'''

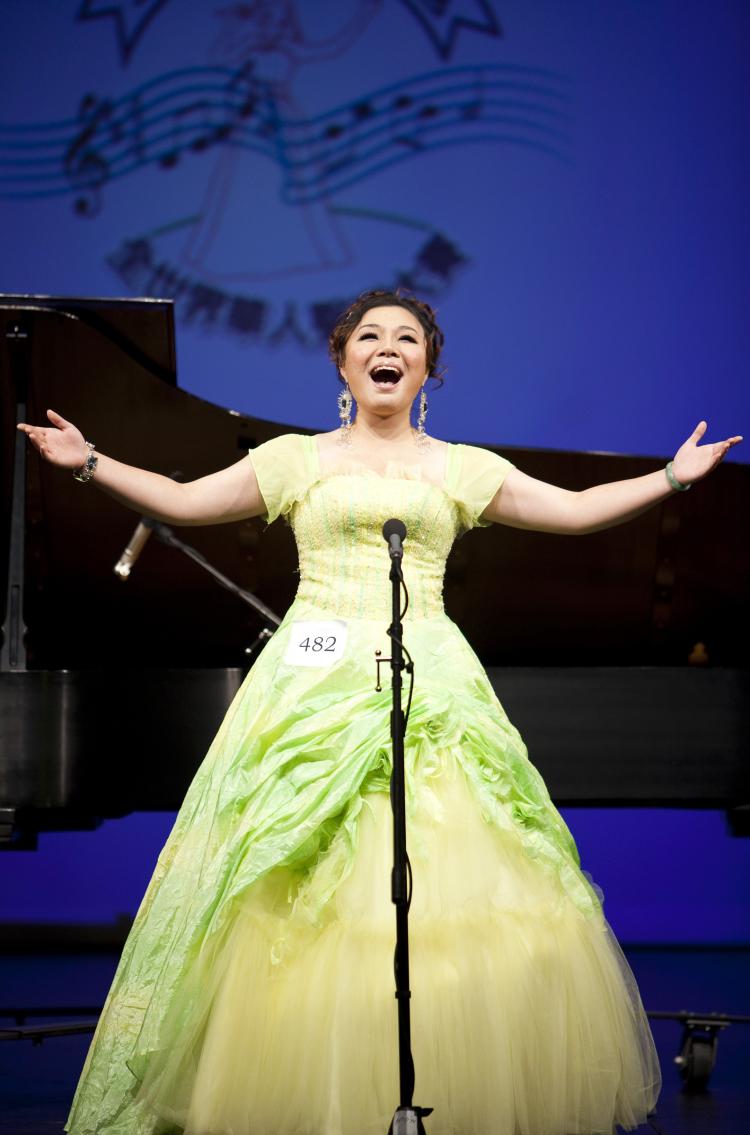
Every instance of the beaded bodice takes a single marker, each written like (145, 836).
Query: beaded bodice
(344, 561)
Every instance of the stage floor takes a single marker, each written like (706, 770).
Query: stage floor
(36, 1083)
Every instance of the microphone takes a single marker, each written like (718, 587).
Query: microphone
(394, 531)
(134, 548)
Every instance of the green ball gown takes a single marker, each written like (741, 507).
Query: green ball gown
(255, 993)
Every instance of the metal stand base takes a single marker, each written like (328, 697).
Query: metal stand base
(409, 1121)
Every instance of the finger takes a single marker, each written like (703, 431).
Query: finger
(57, 419)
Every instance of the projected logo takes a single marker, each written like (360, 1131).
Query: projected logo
(268, 215)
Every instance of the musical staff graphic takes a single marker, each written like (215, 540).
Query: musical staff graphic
(193, 110)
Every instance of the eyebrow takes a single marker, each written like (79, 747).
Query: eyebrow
(402, 327)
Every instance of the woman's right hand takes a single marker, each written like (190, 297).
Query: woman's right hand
(61, 443)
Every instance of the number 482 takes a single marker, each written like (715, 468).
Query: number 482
(325, 642)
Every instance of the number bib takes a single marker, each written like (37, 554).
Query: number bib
(315, 642)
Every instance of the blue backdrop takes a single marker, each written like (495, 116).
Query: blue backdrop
(567, 182)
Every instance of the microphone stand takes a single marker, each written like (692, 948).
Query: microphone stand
(166, 535)
(407, 1118)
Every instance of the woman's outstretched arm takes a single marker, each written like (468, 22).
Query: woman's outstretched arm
(524, 502)
(230, 494)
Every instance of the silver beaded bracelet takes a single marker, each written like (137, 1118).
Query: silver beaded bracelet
(673, 480)
(89, 467)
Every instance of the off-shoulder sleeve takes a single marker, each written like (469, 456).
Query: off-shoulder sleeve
(285, 470)
(472, 478)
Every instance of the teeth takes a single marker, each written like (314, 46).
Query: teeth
(384, 373)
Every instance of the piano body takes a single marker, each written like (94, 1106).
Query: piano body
(622, 657)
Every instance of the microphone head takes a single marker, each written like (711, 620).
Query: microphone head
(394, 528)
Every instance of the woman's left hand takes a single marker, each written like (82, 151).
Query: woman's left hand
(693, 462)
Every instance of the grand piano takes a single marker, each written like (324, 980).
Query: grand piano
(622, 657)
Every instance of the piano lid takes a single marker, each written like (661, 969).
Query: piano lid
(641, 594)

'''

Rewrite the data from the line with "Every instance of the teeth" through the end of the data, keeping every line. Multiply each coordinate in the answers by 0.45 and round to whole numbers, halves up, leaving all other numbers unchanged.

» **FULL SOLUTION**
Every instance of the teeth takes a single marker, each written like (314, 46).
Query: teeth
(173, 168)
Every instance of the piano body takes a single marker, each written like (94, 1106).
Query: piano body
(280, 296)
Every instance of the microphone head takes a single marker, each written like (711, 620).
Query: microphone head
(177, 238)
Every instance of the woman's left hand takes a single marker, each written like (82, 151).
Query: woman's left hand
(312, 208)
Every instance of the grand piano takes a single marker, each written like (324, 980).
Query: grand piano
(280, 296)
Every instance of the piano lid takes a single marker, each written like (661, 969).
Query: piano lid
(288, 267)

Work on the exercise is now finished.